* REQUIRED TASK: Quote every line below exactly as it reads.

* RECORD EXCERPTS:

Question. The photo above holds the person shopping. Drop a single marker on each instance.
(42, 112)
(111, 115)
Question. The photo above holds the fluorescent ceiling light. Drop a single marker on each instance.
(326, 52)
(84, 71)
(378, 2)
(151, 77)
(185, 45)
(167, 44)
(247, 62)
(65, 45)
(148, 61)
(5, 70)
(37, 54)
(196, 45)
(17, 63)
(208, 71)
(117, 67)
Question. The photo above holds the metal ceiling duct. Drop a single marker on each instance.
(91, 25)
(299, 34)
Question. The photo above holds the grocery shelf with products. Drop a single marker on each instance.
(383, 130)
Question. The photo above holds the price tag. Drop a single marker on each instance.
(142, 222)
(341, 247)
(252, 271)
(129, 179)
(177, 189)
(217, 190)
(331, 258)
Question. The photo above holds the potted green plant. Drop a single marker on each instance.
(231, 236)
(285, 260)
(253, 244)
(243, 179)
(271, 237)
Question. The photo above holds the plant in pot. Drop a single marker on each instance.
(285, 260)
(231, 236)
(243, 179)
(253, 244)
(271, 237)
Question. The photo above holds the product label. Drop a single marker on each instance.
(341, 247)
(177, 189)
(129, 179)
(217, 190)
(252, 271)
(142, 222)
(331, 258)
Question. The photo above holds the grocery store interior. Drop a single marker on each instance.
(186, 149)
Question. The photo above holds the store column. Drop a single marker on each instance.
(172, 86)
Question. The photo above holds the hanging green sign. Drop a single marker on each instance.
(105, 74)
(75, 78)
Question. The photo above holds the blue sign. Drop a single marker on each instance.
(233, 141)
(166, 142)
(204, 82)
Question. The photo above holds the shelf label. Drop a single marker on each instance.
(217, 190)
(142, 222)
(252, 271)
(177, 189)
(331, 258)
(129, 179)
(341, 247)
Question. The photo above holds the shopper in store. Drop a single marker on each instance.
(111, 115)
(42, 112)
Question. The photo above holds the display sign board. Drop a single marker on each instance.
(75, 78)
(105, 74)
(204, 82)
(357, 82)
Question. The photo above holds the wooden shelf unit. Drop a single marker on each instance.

* ANSWER FOR THE TASK:
Question. The photo above holds the person shopping. Drop a single marker on each instance.
(42, 112)
(111, 115)
Question. The photo above holds the fluorescent ceiling light. Drop a single marker on each instance.
(326, 52)
(84, 71)
(378, 2)
(151, 77)
(185, 45)
(167, 44)
(247, 62)
(65, 45)
(148, 61)
(5, 70)
(37, 54)
(196, 45)
(17, 63)
(208, 71)
(117, 67)
Question. The photo above holds the metal ceiling duct. Drop a single marker on each instance.
(91, 25)
(299, 34)
Question. The photo above holds the grocery shelf with products. Drop a single marker on each instance.
(383, 130)
Question. The photo above holds the price tag. Drop a single marker on each instance.
(142, 222)
(341, 247)
(252, 271)
(129, 179)
(177, 189)
(217, 190)
(331, 258)
Question. The photo above holds the potted green plant. Drop a single marker on each instance.
(231, 236)
(285, 260)
(253, 244)
(243, 179)
(271, 237)
Question. The photo above holds the plant in pot. Drop a single marker on each instance.
(285, 260)
(231, 236)
(243, 179)
(253, 244)
(271, 237)
Question. The photo above holds the product label. Drop a single marker on each instance.
(341, 247)
(177, 189)
(129, 179)
(217, 190)
(252, 271)
(142, 222)
(331, 258)
Question. The photo above holds the grocery store interior. Drop a single marker on each instance.
(186, 149)
Question. The photo above holds the store column. Drop a single marker on each instance.
(172, 86)
Question. The photo above holds the hanging green sign. Drop a single marker on each instance.
(105, 74)
(75, 78)
Question. The photo above holds the blue sign. Drop a single marker on each instance.
(233, 141)
(166, 142)
(204, 82)
Question. The photo above holds the shelf label. Drop a single marker on each instance.
(217, 190)
(142, 222)
(252, 271)
(177, 189)
(331, 258)
(129, 179)
(341, 247)
Question. The photo above holds the shopper in store. Drop a single marker on each instance.
(111, 115)
(42, 112)
Question. The photo above holds the display sign board. Drop a single marker on each instance.
(75, 78)
(105, 74)
(204, 82)
(357, 82)
Question. The photo above holds the wooden shelf unit. Drop a single marker on each instance.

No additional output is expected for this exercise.